=== Fragmento del texto ===

========

Ahora, el poder que otrora ostentaba la religión se había resquebrajado y pasado a manos de la Modernidad, particularmente, desde el siglo XVIII, con el Iluminismo, y ésta a su vez se hizo cargo de los asuntos Públicos. La Modernidad ocupó el mismo lugar que ocupara antaño la religión. Como consecuencia de esto la religión se privatizó, dejó de ser una cuestión social, para volverse algo privado en la línea de la conciencia y de lo íntimo del individuo.
Los modernos erigieron a la razón como su dios. La racionalidad se creyó la única. Se convirtió en dios. Pero la ciencia, no fue capaz de sostener el sentido último de la vida, que antes sustentaba la religión. La gran pregunta que se planteaba giraba en torno a quién iba ahora, a ocupar el lugar de la transgresión. Pues el hombre moderno no podía permitirse el lujo de vivir en la angustia existencial, abrumada por su realidad de ser para la muerte. Lo ideal hubiese sido que la misma religión se hubiese convertido en oposición a la Modernidad. No lo logró, según la crítica, porque estaba agotada y su discurso no tenía un talante crítico ni mucho menos hermenéutico capaz de satisfacer los vacíos ontológicos del hombre moderno.

========

=== Ejercicio ===
Copia tal cual la parte del texto sobre la religión y la Modernidad, empezando por "Ahora, el poder" y siguiendo hasta "íntimo del individuo.". Estos datos no hacen falta para nada.

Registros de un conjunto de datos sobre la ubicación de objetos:
========

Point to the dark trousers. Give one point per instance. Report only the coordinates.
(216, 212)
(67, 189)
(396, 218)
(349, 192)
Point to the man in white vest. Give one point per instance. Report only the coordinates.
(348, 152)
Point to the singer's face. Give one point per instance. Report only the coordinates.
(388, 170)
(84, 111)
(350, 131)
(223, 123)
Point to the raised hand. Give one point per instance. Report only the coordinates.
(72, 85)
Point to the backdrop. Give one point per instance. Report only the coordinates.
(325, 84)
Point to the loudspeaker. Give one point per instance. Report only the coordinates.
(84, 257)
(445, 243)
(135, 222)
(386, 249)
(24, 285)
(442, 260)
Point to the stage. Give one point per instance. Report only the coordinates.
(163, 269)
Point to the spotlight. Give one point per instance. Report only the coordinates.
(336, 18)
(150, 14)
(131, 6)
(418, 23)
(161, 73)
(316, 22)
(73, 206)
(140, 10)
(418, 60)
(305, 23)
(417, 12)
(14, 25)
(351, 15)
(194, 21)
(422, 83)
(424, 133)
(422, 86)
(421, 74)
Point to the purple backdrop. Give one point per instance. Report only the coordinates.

========

=== La respuesta ===
Ahora, el poder que otrora ostentaba la religión se había resquebrajado y pasado a manos de la Modernidad, particularmente, desde el siglo XVIII, con el Iluminismo, y ésta a su vez se hizo cargo de los asuntos Públicos. La Modernidad ocupó el mismo lugar que ocupara antaño la religión. Como consecuencia de esto la religión se privatizó, dejó de ser una cuestión social, para volverse algo privado en la línea de la conciencia y de lo íntimo del individuo.